What is expected> Copy each of the items below word for word, keeping every line unchanged.

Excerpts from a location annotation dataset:
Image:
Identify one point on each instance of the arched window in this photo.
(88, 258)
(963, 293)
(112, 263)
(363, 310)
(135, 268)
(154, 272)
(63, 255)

Answer to this task>
Image:
Identify one point on each instance of the arched window in this photo.
(88, 258)
(963, 293)
(112, 263)
(363, 310)
(135, 268)
(154, 272)
(63, 255)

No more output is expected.